**Exercise requirements**
Can you copy out every line of the listing below, word for word and unchanged?

**Entries supplied**
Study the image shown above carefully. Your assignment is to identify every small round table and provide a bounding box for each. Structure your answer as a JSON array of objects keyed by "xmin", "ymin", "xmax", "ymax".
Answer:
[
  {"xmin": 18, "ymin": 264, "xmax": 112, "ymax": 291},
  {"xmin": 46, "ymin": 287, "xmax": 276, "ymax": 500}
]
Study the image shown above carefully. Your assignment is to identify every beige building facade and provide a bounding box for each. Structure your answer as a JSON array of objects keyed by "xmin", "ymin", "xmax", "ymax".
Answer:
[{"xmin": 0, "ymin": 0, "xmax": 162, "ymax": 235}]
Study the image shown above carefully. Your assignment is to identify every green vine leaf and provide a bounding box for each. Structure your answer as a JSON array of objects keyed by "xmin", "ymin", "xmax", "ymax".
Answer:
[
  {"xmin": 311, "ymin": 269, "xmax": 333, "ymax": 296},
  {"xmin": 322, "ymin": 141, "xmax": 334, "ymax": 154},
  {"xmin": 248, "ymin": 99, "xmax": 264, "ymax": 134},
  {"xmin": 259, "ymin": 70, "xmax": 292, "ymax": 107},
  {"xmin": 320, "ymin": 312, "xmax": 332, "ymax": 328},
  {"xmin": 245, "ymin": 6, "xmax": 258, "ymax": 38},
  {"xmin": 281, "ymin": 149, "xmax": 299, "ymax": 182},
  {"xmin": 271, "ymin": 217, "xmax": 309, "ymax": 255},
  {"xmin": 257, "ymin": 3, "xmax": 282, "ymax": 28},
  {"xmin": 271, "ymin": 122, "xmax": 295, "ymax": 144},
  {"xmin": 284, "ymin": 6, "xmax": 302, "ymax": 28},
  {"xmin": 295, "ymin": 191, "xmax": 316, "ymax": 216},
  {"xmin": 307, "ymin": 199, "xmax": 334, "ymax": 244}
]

**Task solution**
Study the image shown above carefully. Your assignment is to identify every small round table and provide a bounding box for each. Structure your answer as a JSON array of objects keyed by "xmin", "ymin", "xmax", "ymax".
Answer:
[
  {"xmin": 18, "ymin": 264, "xmax": 112, "ymax": 291},
  {"xmin": 46, "ymin": 287, "xmax": 276, "ymax": 500}
]
Study the image shown above carefully. Your assignment is to identify every beige building facade and provide a bounding box for each. Structure your answer as a JSON array of objects keyed by "xmin", "ymin", "xmax", "ymax".
Answer:
[{"xmin": 0, "ymin": 0, "xmax": 162, "ymax": 235}]
Study the image shown above carefully. Your assignment is to identify every green vine leaf and provide a bounding box for each. Structure your answer as a JSON array of objects keyed by "xmin", "ymin", "xmax", "ymax".
Answer:
[
  {"xmin": 311, "ymin": 269, "xmax": 333, "ymax": 296},
  {"xmin": 322, "ymin": 141, "xmax": 334, "ymax": 154},
  {"xmin": 248, "ymin": 99, "xmax": 264, "ymax": 134},
  {"xmin": 259, "ymin": 70, "xmax": 292, "ymax": 107},
  {"xmin": 320, "ymin": 312, "xmax": 332, "ymax": 328},
  {"xmin": 245, "ymin": 6, "xmax": 258, "ymax": 38},
  {"xmin": 281, "ymin": 149, "xmax": 299, "ymax": 182},
  {"xmin": 271, "ymin": 217, "xmax": 309, "ymax": 255},
  {"xmin": 257, "ymin": 3, "xmax": 282, "ymax": 28},
  {"xmin": 271, "ymin": 122, "xmax": 295, "ymax": 144},
  {"xmin": 284, "ymin": 6, "xmax": 302, "ymax": 28},
  {"xmin": 295, "ymin": 191, "xmax": 316, "ymax": 216},
  {"xmin": 307, "ymin": 199, "xmax": 334, "ymax": 244}
]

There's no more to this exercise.